-- DATA FOR PROCESSING follows --

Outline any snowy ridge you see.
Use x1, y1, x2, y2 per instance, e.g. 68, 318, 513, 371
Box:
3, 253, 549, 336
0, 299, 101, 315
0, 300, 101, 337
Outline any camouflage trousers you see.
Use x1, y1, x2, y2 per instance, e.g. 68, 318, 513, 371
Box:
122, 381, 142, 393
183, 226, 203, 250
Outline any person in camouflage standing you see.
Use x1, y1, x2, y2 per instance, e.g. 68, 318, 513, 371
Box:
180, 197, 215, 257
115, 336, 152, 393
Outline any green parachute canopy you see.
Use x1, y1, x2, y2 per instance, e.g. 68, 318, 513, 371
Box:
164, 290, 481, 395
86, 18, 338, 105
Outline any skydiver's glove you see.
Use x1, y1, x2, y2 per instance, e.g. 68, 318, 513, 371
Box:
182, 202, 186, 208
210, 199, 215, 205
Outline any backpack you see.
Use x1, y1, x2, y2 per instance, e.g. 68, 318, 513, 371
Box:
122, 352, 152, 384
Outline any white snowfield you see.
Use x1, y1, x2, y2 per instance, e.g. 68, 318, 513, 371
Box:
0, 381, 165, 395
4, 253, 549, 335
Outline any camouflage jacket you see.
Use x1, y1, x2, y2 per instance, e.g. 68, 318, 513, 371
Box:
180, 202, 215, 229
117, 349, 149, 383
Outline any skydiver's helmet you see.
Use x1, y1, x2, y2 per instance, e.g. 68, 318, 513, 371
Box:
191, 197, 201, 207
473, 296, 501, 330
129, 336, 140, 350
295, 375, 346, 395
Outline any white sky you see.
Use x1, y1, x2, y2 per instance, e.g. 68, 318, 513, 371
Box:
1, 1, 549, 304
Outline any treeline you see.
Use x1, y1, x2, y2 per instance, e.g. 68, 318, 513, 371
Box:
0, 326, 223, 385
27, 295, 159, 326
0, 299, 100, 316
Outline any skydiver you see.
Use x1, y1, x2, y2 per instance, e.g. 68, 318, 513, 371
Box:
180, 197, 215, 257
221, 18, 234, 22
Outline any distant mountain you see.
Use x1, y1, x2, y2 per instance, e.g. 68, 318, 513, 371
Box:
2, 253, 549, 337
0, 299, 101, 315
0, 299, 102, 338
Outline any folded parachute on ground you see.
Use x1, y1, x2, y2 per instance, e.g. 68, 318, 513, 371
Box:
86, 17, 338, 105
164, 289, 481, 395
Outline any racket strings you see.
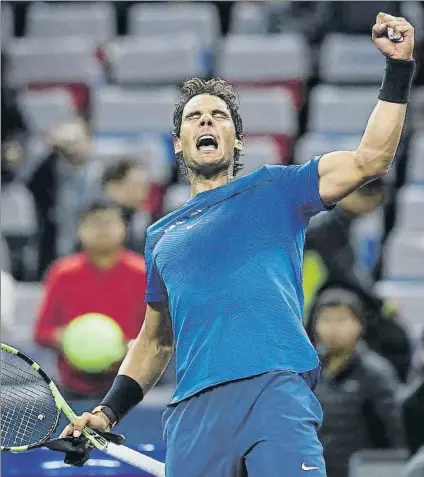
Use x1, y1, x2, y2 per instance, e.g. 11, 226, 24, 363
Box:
1, 349, 59, 448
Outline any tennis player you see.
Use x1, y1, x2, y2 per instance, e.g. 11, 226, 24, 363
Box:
61, 13, 415, 477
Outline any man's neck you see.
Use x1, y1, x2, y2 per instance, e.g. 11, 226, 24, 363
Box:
189, 169, 233, 199
86, 249, 122, 270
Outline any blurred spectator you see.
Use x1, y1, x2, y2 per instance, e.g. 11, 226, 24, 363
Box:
401, 330, 424, 457
304, 181, 412, 382
102, 156, 151, 255
311, 286, 404, 477
26, 118, 92, 279
1, 49, 28, 186
33, 200, 147, 398
1, 269, 16, 330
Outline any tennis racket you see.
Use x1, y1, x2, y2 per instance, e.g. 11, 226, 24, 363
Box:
0, 343, 165, 477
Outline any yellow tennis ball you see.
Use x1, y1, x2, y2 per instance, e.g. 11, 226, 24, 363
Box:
62, 313, 126, 373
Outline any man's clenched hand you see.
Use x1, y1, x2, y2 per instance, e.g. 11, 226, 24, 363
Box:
372, 12, 415, 60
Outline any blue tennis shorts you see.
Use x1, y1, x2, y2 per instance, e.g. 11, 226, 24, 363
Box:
162, 369, 326, 477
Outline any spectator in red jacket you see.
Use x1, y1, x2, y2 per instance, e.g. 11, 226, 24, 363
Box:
34, 200, 147, 399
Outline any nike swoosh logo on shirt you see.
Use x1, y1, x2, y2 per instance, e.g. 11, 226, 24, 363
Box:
302, 463, 320, 471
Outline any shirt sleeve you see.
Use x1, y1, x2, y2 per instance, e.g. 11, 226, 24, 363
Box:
266, 156, 334, 222
144, 230, 167, 303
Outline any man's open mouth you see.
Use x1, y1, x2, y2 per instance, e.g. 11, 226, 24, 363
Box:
196, 135, 218, 150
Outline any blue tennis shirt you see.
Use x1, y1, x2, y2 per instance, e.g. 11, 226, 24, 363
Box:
145, 156, 329, 404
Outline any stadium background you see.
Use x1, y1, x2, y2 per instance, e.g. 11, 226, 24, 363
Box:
1, 1, 424, 476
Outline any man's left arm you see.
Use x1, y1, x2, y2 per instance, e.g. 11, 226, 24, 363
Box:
318, 13, 416, 207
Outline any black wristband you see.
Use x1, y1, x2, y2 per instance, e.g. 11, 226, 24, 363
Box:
378, 58, 416, 104
100, 375, 144, 424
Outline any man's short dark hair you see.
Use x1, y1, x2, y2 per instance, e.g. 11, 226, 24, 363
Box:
79, 199, 124, 223
101, 157, 140, 187
173, 77, 244, 179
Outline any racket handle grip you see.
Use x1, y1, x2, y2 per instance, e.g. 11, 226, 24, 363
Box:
387, 27, 403, 42
104, 442, 165, 477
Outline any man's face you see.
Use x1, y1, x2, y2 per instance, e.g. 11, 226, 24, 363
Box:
315, 305, 363, 353
107, 166, 148, 210
78, 209, 126, 253
174, 94, 243, 178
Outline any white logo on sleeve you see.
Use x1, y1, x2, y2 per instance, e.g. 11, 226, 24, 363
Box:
302, 463, 320, 471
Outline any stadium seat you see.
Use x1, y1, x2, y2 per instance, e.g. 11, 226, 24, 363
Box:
1, 183, 38, 281
238, 88, 297, 162
396, 185, 424, 232
7, 37, 98, 87
128, 2, 220, 48
90, 136, 172, 184
1, 234, 12, 273
163, 184, 191, 214
319, 34, 385, 84
239, 137, 281, 176
375, 281, 424, 336
294, 132, 361, 165
7, 36, 101, 110
1, 2, 13, 44
111, 34, 207, 86
26, 3, 115, 43
0, 183, 38, 240
92, 86, 177, 135
308, 85, 377, 134
14, 282, 42, 328
349, 449, 408, 477
383, 230, 424, 280
239, 88, 297, 136
18, 89, 77, 134
217, 33, 311, 108
407, 133, 424, 184
3, 283, 49, 359
229, 2, 268, 35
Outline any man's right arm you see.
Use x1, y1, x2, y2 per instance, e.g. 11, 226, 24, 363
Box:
60, 301, 174, 437
118, 300, 174, 395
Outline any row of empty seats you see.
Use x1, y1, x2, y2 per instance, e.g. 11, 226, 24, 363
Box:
16, 83, 399, 137
4, 32, 396, 89
16, 83, 424, 182
18, 82, 422, 141
2, 2, 221, 46
6, 1, 422, 44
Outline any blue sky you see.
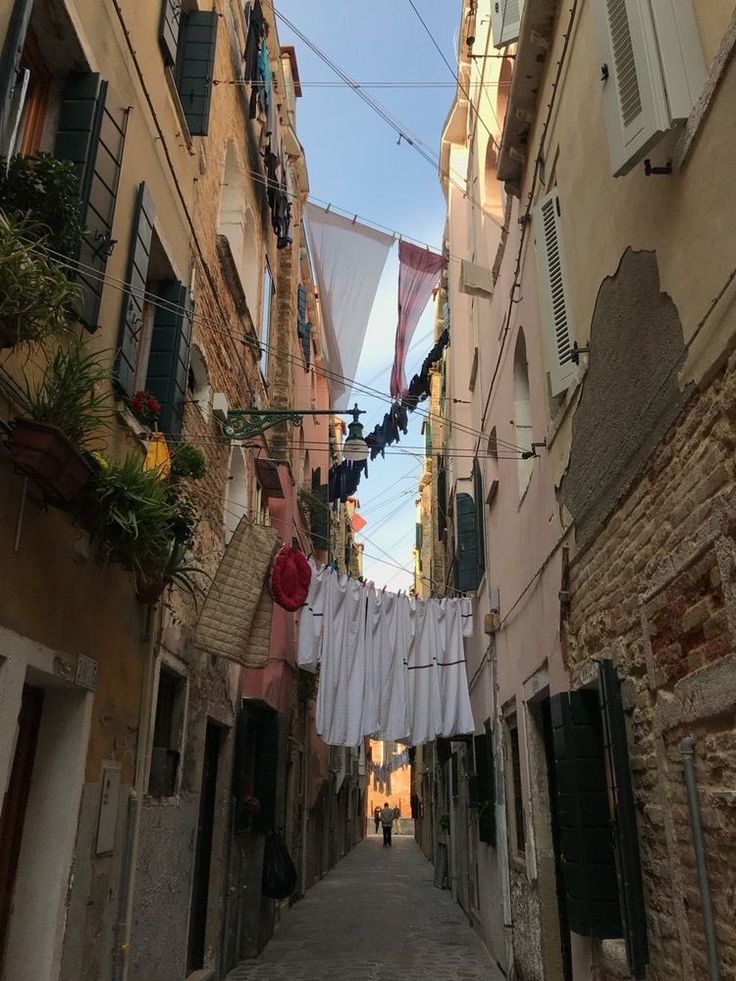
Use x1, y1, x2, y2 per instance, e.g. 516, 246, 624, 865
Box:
278, 0, 460, 590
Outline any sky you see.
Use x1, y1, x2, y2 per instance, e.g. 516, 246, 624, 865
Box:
278, 0, 461, 590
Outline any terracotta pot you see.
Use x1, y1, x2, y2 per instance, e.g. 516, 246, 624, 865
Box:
136, 578, 171, 604
0, 318, 19, 349
9, 419, 92, 501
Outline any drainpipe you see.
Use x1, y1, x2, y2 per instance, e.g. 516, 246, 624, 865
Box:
111, 603, 161, 981
679, 735, 721, 981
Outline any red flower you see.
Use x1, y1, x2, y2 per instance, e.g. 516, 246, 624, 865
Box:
128, 390, 161, 425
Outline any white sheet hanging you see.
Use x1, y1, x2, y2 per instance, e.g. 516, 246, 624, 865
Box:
296, 558, 327, 672
366, 589, 410, 742
305, 203, 394, 409
406, 597, 443, 746
436, 598, 475, 738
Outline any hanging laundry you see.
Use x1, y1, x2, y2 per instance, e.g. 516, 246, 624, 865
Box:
405, 597, 443, 745
244, 0, 265, 87
435, 598, 474, 738
366, 589, 410, 742
297, 558, 327, 673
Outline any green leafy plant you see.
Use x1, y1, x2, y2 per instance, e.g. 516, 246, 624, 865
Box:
23, 337, 112, 449
165, 486, 200, 548
170, 442, 206, 481
0, 153, 83, 258
0, 212, 82, 346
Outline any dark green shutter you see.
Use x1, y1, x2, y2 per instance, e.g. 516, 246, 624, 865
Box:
297, 283, 311, 368
145, 281, 192, 438
455, 492, 480, 592
176, 11, 217, 136
115, 183, 155, 397
475, 729, 496, 845
473, 460, 486, 576
159, 0, 181, 66
550, 690, 623, 940
55, 74, 125, 331
598, 660, 649, 978
253, 713, 279, 832
415, 522, 423, 550
0, 0, 34, 145
437, 457, 447, 539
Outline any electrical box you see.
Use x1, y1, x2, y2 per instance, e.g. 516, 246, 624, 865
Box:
212, 392, 229, 422
96, 764, 121, 855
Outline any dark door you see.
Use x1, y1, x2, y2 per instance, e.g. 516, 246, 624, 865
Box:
187, 722, 221, 972
0, 685, 44, 971
541, 696, 574, 981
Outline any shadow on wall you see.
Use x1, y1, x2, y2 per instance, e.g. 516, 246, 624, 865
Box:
559, 248, 689, 544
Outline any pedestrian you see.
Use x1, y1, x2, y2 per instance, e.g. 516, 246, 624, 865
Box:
380, 801, 395, 847
373, 804, 382, 834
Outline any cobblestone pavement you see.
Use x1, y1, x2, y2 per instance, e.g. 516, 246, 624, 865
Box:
225, 833, 505, 981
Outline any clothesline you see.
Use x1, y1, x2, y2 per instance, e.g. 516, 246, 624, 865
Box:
298, 560, 475, 747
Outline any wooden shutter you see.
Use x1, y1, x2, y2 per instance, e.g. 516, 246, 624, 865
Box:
232, 707, 251, 834
533, 188, 575, 397
0, 0, 34, 149
55, 74, 126, 331
297, 283, 311, 368
253, 713, 279, 832
598, 660, 649, 978
145, 281, 193, 438
159, 0, 181, 66
550, 690, 623, 940
491, 0, 522, 48
474, 729, 497, 845
473, 460, 485, 577
455, 492, 480, 592
115, 183, 155, 397
437, 457, 448, 539
176, 11, 217, 136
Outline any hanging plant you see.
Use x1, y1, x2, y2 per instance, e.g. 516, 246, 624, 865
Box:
169, 442, 206, 481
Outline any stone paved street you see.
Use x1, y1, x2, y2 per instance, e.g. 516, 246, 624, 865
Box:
225, 835, 505, 981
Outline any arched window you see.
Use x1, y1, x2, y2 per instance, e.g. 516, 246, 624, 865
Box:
224, 447, 247, 543
187, 344, 211, 421
218, 141, 258, 314
483, 139, 504, 221
497, 56, 513, 129
513, 331, 534, 498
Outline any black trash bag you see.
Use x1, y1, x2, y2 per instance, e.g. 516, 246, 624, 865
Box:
262, 832, 298, 900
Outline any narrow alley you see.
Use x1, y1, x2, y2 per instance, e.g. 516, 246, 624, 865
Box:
226, 835, 504, 981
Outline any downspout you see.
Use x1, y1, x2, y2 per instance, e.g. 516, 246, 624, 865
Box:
111, 602, 161, 981
679, 736, 721, 981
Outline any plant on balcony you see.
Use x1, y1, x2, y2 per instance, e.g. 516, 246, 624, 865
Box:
0, 153, 83, 259
10, 338, 112, 500
169, 442, 206, 481
127, 390, 161, 428
0, 212, 82, 348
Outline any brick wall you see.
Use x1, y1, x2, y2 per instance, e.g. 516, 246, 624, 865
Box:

-- DATA FOR PROCESSING concluded --

_WORK TASK_.
Only lines that hold the string "camouflage" belong in the answer, so copy every one of them from the records.

_TASK RESPONSE_.
Outline any camouflage trousers you see.
Outline any person in camouflage standing you see.
Outline any camouflage jacket you see.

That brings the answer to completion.